BEGIN

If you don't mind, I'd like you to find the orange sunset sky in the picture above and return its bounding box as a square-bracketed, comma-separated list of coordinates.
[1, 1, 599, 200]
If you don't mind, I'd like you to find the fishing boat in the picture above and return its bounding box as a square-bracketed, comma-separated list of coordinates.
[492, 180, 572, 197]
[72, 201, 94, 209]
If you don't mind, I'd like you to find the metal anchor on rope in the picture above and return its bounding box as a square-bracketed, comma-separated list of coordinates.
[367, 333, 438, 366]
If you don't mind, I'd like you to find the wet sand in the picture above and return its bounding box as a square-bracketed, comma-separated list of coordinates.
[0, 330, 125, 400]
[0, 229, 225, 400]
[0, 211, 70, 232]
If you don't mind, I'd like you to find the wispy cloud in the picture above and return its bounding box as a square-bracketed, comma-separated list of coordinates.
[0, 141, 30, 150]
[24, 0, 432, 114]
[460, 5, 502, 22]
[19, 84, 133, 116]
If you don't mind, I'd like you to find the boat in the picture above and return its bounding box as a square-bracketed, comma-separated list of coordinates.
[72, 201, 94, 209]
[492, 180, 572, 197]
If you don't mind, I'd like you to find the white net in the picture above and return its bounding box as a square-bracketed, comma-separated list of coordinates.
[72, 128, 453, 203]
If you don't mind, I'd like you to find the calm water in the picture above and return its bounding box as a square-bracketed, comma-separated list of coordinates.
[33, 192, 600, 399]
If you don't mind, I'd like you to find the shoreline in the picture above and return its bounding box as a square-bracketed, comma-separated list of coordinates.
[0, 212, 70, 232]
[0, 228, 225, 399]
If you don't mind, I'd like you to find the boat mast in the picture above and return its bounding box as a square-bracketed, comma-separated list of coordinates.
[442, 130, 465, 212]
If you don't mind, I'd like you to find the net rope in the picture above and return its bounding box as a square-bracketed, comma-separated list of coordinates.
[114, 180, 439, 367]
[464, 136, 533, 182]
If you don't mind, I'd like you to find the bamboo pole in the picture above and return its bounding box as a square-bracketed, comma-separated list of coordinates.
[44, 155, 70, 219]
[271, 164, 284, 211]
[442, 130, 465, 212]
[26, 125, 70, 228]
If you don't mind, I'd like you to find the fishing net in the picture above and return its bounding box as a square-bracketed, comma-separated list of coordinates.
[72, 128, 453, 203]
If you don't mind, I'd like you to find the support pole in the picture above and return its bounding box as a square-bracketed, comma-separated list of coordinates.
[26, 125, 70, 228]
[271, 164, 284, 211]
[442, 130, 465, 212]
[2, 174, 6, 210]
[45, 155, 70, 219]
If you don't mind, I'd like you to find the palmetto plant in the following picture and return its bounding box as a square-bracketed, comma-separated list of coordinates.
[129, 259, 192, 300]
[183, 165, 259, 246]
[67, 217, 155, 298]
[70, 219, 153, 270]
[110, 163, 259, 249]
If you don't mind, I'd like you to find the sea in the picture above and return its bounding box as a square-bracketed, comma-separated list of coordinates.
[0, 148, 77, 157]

END

Beginning with the first line above, transcribe all of the data exactly.

WRITTEN SOLUTION –
If you don't mind, I'd like you to find the orange sunset sky in the picture above and return its bounding box as a square-bracketed, comma-separated list of coordinates.
[1, 1, 599, 200]
If you don't mind, I'd like you to find the fishing boat in the picture above and return its bounding box as a square-bracketed, comma-separated list of coordinates.
[492, 180, 572, 197]
[72, 201, 94, 209]
If you don't mind, I'd like you to find the metal anchor on rope in the picture above and return its bounding box as a square-bracketed, comma-separated list of coordinates.
[367, 333, 438, 366]
If you don't mind, I'd like you to find the wet sand in the picture above and return its bounding box as a square-bracketed, comma-separated list of coordinates.
[0, 330, 125, 400]
[0, 229, 225, 400]
[0, 211, 70, 232]
If you don't mind, I'd like you to find the wispy cloud in the picture above and return its bounding box as a square-bracketed, comma-separated list of coordinates.
[0, 141, 30, 150]
[24, 0, 432, 114]
[460, 5, 502, 22]
[19, 84, 133, 116]
If you don't mind, I'd like you to find the boat in the picture above and return its bounding box as a square-bracketed, comma-separated list of coordinates.
[72, 201, 94, 209]
[492, 180, 572, 197]
If you don't mind, I'd like you to find the white net in the picture above and return its bounding box as a square-bracketed, comma-separated list of coordinates.
[72, 128, 453, 203]
If you don't mind, I'd like you to find the calm water in the picture above and return its bounding box as a square-bracketed, comma-separated list of coordinates.
[33, 192, 600, 399]
If you don't mind, I'd like you to find the shoreline in the picture above and return its bounding box as a square-bracketed, comma-separated list of coordinates.
[0, 212, 70, 232]
[0, 228, 225, 399]
If you don't mind, I'd like you to find the boat mast in the picture above and return its bounding box as a square-bracketed, comma-separated list of coordinates.
[442, 130, 465, 212]
If you don't mind, I'd like you to find the net rope in the picture above and return its bounding box as a square-bracketed, comma-separated list of coordinates.
[114, 180, 439, 367]
[464, 136, 533, 182]
If you don't mind, I'd like you to find the bamboo pole in the picture above and return its bounding box as a square-bracketed, comma-separated list of coordinates.
[44, 155, 70, 219]
[271, 164, 284, 211]
[442, 130, 465, 212]
[26, 125, 70, 228]
If you don't mind, I'd like you to find the fishing net in the picture above and return its bounding box as a square-bracketed, comma-separated list of coordinates.
[72, 128, 453, 203]
If you don't mind, I'd like you to find the support pole in the picture above and return its bounding box as a square-bracketed, comma-separated list of coordinates.
[26, 125, 70, 228]
[271, 164, 284, 211]
[442, 130, 465, 212]
[2, 174, 6, 210]
[45, 155, 70, 219]
If you don't mind, I'd like you to find the palmetto plant in the following picture and return its bounding box as a square-bracketed, comma-separated list of coordinates.
[129, 259, 192, 300]
[183, 165, 259, 246]
[67, 217, 155, 298]
[70, 219, 153, 270]
[110, 163, 259, 249]
If you don't mind, I'd like you to find the sea in the picture above and return its bounding box as a square-bracketed, comma-separated list of coordinates.
[0, 148, 77, 157]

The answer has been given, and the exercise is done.